_REQUIRED ACTIONS_:
a – In the tactile cues passage, what movement is on the schedule for Steve today?
b – Continue the passage on tactile cues from where it stops.

_EXERCISE PASSAGE_:
============

Tactile Cues – A Lost Art

One of the most commonly underutilized forms of cueing I see on a daily basis at our affiliates is the tactile cue. Most coaches can demonstrate, with proficiency, the points of performance in any given movement and have the awareness to utilize someone else in class to demonstrate sound movement. Through this demonstration (visual cue) the coach will likely talk through the points of performance (verbal cues) and then look for the athletes within their class to replicate the movement. One major problem with this style of coaching is not all athletes have body awareness to simply follow your visual and verbal directions and mimic the proper points performance. So what now? Tactile Cues! In case you’re not following, or potentially do not see the value in a tactile cue, allow me to present you with an example.


Steve has been coming to your gym for a few weeks and today’s movement is the Overhead Squat – arguably one of the hardest movements he will ever perform in your gym. Through verbal and visual coaching you’ve got Steve to hold that bar in the right position overhead, externally rotate his shoulders, and can sit back on his heels and push his knees out as he squats on down to depth. The trouble happens when you’re no longer standing by his side telling him “lower, lower!” Steve still doesn’t quite have the awareness as to what proper range of motion is without immediate verbal feedback, and you cannot sit by his side and babysit him on every rep. The solution? Give him a tactile cue.

Any tactile cue can help bring awareness to an athlete who struggles to verbally or visually understand what you’re teaching.

============

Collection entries
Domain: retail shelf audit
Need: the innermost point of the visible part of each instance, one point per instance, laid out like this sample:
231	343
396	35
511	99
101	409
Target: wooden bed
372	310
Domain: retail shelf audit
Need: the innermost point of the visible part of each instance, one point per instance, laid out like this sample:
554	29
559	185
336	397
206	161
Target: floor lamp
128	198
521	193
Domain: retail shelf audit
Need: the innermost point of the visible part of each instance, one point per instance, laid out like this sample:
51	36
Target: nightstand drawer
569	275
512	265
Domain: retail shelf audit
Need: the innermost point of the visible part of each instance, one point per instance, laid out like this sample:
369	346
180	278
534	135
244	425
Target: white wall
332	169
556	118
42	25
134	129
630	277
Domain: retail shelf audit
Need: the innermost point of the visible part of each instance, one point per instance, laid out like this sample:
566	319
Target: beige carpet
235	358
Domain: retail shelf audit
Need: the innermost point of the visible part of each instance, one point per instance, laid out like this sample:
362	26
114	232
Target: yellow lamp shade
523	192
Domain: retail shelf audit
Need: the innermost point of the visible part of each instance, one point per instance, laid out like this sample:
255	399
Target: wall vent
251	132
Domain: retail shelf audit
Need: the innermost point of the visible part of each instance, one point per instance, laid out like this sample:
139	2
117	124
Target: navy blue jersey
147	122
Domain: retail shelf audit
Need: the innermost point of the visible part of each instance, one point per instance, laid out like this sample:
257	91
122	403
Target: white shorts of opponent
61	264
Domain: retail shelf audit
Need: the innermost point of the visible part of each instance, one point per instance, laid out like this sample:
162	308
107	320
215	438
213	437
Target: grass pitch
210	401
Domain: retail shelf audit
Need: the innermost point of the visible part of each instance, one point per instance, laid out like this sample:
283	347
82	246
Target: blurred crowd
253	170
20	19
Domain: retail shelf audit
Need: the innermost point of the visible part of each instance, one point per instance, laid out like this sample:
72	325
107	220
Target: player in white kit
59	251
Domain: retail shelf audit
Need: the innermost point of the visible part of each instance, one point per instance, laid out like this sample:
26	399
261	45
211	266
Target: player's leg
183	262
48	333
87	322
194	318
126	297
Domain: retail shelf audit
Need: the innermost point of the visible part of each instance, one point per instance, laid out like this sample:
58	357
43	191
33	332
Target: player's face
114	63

============

_ANSWERS TO EACH TASK_:
a – The Overhead Squat.

b –
Those medicine balls can be use for more than wall balls. They are immensely useful as a tactile cue for depth in the squat. For some of you OG fitness-ers and fans of CrossFit.com, medicine balls were frequently used as a means to answer a binary question: did you achieve depth, yes or no? Somehow over the last 15 years, we have strayed away from this great tactile cue in favor of verbal or visual cues, and we need to re-learn this valuable form of cueing. Until your athletes demonstrate the ability to consistently (key word here is CONSISTENTLY) perform a full range of motion squat they should be using a medicine ball, box, or some other implement to help them build the motor pattern and kinesthetic awareness of what “full depth” means. Once the athlete demonstrates their consistency and proficiency with squatting movements the medicine ball can be removed.


Just like learning in a classroom, some people respond better to “hands on learning”. Within the confines of the gym, tactile cueing is the equivalent. The take-home message here is, if you’re struggling to make change with your athletes only using your voice or by demonstration, you are missing out on one huge way certain athletes learn – by doing. Remember, your job is to keep people moving safely through a full range of motion before we worry about intensity. Mechanics, consistency, and finally, intensity.